_Provided passage_:
##############################

FIG. 3A shows a distribution of sound beams in a horizontal plane of the line array speaker unit.

FIG. 3B shows a distribution of sound beams in a vertical plane of the line array speaker unit.

FIG. 4A shows a first example in which two line array speaker units are arranged in a T-shape form.

FIG. 4B shows a second example in which two line array speaker units are arranged in an L-shape form.

FIG. 4C shows a third example in which three line array speaker units are arranged in a reverse-U-shape form.

FIG. 4D shows a fourth example in which four line array speaker units are arranged in a rectangular form surrounding a display.

FIG. 4E shows a fifth example in which two line array speaker units are arranged in an X-shape form.

FIG. 4F shows a sixth example, i.e., a modification of the arrangement of line array speaker units shown in FIG. 4D.

FIG. 5 shows a reflection state of sound beams formed by line array speaker units arranged horizontally in a room.

FIG. 6 shows a reflection state of sound beams formed by line array speaker units arranged vertically in a room.

FIG. 7shows a reflection state of sound beams formed by line array speaker units arranged in a slanted manner in an X-shape form in a room.

FIG. 8 shows how to localize phantom at a certain position by use of plural sound beams emitted from line array speaker units.

##############################

_Raw data_:
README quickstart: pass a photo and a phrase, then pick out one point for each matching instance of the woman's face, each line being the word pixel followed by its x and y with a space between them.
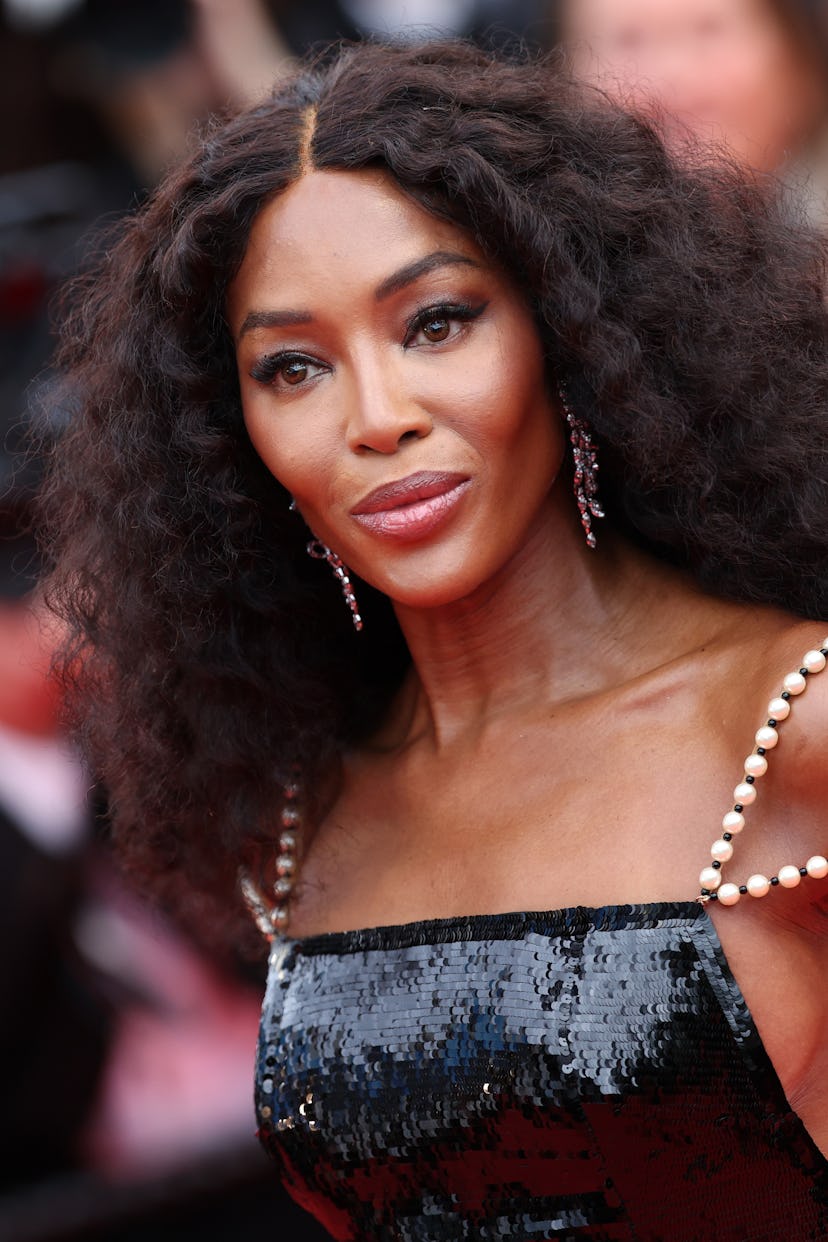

##############################

_Requirements_:
A. For each statement below, answer yes or no according to the figure list, and quote the words that decide it.
(i) FIG. 4C shows three line array speaker units arranged in a reverse-U shape.
(ii) FIG. 4E shows four line array speaker units arranged in an X shape.
(iii) FIG. 3B shows a distribution of sound beams in a horizontal plane.
B. List every arrangement form that the figure list gives for FIG. 4A through FIG. 4E.
C. According to the figure list, which figure shows a modification of the arrangement in FIG. 4D?

_Answers provided_:
A.
(i) Yes: "FIG. 4C shows a third example in which three line array speaker units are arranged in a reverse-U-shape form."
(ii) No: "FIG. 4E shows a fifth example in which two line array speaker units are arranged in an X-shape form."
(iii) No: "FIG. 3B shows a distribution of sound beams in a vertical plane of the line array speaker unit."

B.
- T-shape form (FIG. 4A)
- L-shape form (FIG. 4B)
- Reverse-U-shape form (FIG. 4C)
- Rectangular form surrounding a display (FIG. 4D)
- X-shape form (FIG. 4E)

C. FIG. 4F.